======== TEXTO DO DOCUMENTO ========
Por motivos óbvios, Marx se interessou bastante pelo assunto e escreveu vários textos a respeito. Um deles interessa particularmente aqui. Trata-se de uma carta a seu amigo Ludwig Kugelmann, enviada em abril de 1871, ainda durante a existência da Comuna. Nessa carta, Marx afirmou que os communards não deveriam “passar para outras mãos a máquina burocrática e militar, como se tem feito até aqui, mas destruí-la” – o original fala em zerbrechen, verbo alemão que significa algo como “quebrar em pedaços”. Para uma análise mais completa a respeito da ideia do estado em Marx, sugiro a parte final deste texto.

Quase cinquenta anos depois, essa passagem influenciaria o pensamento de Lênin – que, em sua obra “O Estado e a Revolução”, afirmou que “essas palavras … condensam a grande lição do marxismo a propósito do papel do proletariado revolucionário com relação ao Estado”. A análise que Lênin desenvolve indica que “todas as revoluções anteriores aperfeiçoaram a máquina do Estado, mas é preciso demoli-la, quebrá-la” – ou seja, substituir o estado que existia até então por outro, inteiramente novo.

Imagino que o leitor mais atento já tenha adivinhado onde quero chegar. Mas prossigamos.

Socialismo e Constituição


As ideias de Marx e Lênin são fundamentais para se entender o porquê de determinadas entidades preferirem reescrever a constituição brasileira do zero a reformá-la “por dentro”. Mas há uma segunda noção que deve ser entendida sobre o assunto, igualmente importante. Ela vem do trabalho de Ferdinand Lassalle, um teórico socialista do século XIX, e é estudada até hoje nas faculdades de direito.

Na teoria de Lassalle, exposta neste texto de 1862, a verdadeira constituição de um país não seria aquilo que está escrito em um conjunto de normas jurídicas com esse nome, e sim o que ele chama de “fatores reais do poder” – as relações concretas que existem entre soberano, burguesia, povo etc. De acordo com Lassalle, uma constituição escrita que não reflita tais “fatores de poder” será apenas uma “folha de papel” – isto é, algo que não vale porcaria nenhuma.

Explico melhor. Para Lassalle, não adianta nada uma constituição dizer que “os órgãos responsáveis pelo poder são x, y e z”: se essas relações não existirem previamente na sociedade, “nem Deus nem a força” salvam essa constituição. O real precede o escrito. Nas palavras do próprio autor, “de nada servirá o que se escrever numa folha de papel, se não se justifica pelos fatos reais e efetivos do poder”. Uma consequência dessas premissas é a de que, se uma constituição não está de acordo com “os fatores reais e efetivos do poder” que imperam em uma sociedade, ela deve ser reformada – “virada da direita para e esquerda”, como diz o autor.

Essas ideias já foram aplicadas na prática. Na história constitucional soviética, elas se transformaram naquilo que se chamou de “constituição-balanço”. Uma “constituição-balanço” é um documento que descreve e registra a organização política estabelecida em um determinado momento, a qual muda conforme o processo revolucionário avança. Esse tipo de constituição funciona como uma “fotografia” das relações de poder que existem em um país em um determinado estágio da marcha para o socialismo. Quando essa marcha alcança um novo patamar, uma nova constituição é promulgada – e assim sucessivamente.
======== LINHAS ========
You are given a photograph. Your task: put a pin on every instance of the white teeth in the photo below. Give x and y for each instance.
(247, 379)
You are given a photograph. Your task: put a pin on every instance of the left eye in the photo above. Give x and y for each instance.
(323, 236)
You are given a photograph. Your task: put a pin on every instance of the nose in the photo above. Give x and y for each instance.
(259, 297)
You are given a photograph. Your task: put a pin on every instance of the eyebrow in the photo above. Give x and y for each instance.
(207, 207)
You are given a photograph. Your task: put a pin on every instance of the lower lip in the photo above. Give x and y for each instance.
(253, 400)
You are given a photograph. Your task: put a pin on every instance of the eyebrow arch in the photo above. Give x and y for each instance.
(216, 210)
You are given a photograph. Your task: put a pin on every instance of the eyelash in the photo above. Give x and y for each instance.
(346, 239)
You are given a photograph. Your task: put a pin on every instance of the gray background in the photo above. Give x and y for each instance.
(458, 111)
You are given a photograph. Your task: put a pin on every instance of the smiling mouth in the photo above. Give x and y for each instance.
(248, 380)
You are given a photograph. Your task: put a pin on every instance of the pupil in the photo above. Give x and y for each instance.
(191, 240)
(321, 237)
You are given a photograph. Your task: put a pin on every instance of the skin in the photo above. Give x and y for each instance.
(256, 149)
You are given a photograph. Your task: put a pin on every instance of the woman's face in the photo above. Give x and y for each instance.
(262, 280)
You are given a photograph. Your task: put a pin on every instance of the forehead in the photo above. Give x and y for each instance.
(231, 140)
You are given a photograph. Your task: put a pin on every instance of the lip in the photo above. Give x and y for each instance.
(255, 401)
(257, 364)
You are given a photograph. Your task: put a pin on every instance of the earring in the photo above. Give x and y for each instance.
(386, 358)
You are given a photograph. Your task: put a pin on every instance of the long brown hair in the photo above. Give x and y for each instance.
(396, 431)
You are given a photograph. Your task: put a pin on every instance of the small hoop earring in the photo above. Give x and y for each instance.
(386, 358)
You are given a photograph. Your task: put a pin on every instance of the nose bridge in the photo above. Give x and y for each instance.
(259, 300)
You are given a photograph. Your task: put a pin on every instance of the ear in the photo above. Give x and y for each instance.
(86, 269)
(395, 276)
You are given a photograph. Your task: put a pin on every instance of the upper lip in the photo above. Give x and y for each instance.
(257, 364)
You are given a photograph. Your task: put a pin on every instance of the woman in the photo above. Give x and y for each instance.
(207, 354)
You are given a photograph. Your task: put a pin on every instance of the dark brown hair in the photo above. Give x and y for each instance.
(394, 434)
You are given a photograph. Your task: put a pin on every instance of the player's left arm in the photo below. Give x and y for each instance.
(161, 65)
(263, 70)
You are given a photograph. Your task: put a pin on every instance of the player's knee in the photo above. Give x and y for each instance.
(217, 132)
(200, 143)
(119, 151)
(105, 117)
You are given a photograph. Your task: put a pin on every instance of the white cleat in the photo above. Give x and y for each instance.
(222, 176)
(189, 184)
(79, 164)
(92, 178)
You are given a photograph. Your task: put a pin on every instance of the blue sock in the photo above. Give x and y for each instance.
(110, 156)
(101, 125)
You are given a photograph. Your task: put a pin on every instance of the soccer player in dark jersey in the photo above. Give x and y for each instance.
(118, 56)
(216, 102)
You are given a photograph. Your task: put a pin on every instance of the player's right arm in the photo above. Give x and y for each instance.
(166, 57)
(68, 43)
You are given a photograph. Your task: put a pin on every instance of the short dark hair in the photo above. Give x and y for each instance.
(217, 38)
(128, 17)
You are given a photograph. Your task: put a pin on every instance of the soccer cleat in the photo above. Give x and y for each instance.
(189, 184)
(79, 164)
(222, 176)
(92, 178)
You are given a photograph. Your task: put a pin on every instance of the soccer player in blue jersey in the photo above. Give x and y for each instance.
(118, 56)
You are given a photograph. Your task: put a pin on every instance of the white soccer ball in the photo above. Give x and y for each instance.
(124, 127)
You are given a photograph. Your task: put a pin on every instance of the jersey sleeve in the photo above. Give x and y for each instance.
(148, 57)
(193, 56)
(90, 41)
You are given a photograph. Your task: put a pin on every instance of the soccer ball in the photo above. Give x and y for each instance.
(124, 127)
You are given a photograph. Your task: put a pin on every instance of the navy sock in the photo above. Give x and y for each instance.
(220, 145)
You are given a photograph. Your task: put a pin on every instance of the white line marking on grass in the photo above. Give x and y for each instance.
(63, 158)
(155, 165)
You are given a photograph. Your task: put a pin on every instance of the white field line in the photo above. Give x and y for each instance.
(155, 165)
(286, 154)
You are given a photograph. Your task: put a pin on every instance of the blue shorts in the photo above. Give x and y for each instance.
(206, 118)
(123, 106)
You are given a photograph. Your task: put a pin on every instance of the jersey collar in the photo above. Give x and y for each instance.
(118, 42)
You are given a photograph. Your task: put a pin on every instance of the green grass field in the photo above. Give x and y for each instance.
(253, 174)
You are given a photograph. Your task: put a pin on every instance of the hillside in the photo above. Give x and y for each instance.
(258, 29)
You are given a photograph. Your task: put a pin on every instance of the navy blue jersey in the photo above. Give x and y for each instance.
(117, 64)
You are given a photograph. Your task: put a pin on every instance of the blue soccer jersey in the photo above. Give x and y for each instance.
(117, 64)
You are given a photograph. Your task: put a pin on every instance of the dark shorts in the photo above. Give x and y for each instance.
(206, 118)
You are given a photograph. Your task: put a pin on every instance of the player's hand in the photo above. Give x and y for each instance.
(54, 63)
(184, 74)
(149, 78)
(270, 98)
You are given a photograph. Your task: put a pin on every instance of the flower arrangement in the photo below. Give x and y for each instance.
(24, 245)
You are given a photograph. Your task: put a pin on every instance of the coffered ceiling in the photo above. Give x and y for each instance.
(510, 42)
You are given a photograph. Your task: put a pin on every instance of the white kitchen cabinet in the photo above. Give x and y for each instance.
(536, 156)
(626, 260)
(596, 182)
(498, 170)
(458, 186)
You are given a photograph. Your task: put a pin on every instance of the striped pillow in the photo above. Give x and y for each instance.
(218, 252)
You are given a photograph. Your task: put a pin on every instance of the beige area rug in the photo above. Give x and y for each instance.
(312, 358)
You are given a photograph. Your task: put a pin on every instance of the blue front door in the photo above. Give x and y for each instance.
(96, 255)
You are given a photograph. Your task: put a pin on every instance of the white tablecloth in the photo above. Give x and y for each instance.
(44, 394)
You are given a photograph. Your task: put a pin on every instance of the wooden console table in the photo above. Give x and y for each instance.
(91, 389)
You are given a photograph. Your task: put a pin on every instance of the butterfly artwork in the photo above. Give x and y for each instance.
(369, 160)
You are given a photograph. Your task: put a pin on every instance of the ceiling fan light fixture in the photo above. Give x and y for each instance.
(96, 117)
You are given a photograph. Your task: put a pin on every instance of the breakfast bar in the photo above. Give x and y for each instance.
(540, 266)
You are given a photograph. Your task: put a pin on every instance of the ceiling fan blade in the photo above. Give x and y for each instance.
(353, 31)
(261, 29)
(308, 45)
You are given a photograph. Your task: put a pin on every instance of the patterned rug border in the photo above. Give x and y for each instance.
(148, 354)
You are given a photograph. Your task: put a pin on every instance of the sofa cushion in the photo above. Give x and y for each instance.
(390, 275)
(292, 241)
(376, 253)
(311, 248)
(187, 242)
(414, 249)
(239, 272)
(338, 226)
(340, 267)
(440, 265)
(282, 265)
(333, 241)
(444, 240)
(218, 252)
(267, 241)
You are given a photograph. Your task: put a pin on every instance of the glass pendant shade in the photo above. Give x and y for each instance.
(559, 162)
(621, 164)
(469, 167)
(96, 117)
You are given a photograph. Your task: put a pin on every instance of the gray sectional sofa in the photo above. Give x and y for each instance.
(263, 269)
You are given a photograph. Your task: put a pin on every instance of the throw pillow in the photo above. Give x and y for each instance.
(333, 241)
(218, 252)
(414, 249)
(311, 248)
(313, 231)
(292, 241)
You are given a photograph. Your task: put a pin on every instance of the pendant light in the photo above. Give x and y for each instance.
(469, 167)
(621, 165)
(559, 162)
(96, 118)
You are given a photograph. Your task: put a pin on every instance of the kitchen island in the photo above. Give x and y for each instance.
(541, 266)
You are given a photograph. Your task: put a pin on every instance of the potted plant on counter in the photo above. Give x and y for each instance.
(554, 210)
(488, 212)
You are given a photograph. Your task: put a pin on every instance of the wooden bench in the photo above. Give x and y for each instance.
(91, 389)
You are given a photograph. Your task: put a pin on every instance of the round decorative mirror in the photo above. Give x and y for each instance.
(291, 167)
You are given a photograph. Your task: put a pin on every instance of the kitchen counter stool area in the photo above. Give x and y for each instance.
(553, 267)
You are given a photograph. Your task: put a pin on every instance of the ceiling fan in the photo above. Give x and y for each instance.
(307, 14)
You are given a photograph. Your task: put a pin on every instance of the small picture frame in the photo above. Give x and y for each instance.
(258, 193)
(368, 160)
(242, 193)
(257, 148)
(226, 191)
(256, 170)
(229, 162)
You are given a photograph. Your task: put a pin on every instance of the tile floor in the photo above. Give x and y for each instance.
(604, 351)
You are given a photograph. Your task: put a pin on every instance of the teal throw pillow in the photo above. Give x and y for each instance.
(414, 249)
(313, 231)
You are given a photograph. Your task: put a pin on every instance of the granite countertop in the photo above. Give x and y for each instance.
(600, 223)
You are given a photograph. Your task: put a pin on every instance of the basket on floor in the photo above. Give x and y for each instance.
========
§ **INSTRUÇÕES DAS TAREFAS**:
**1)** No texto sobre socialismo e constituição, em que mês e ano Marx enviou a carta a Ludwig Kugelmann?
**2)** Extraia dos registros todas as linhas que contêm a palavra "small". Diferencie maiúsculas de minúsculas.

§ **RESPOSTAS COMPLETAS**:
**1)** Em abril de 1871.

**2)**
You are given a photograph. Your task: put a pin on every instance of the small hoop earring in the photo above. Give x and y for each instance.
You are given a photograph. Your task: put a pin on every instance of the small picture frame in the photo above. Give x and y for each instance.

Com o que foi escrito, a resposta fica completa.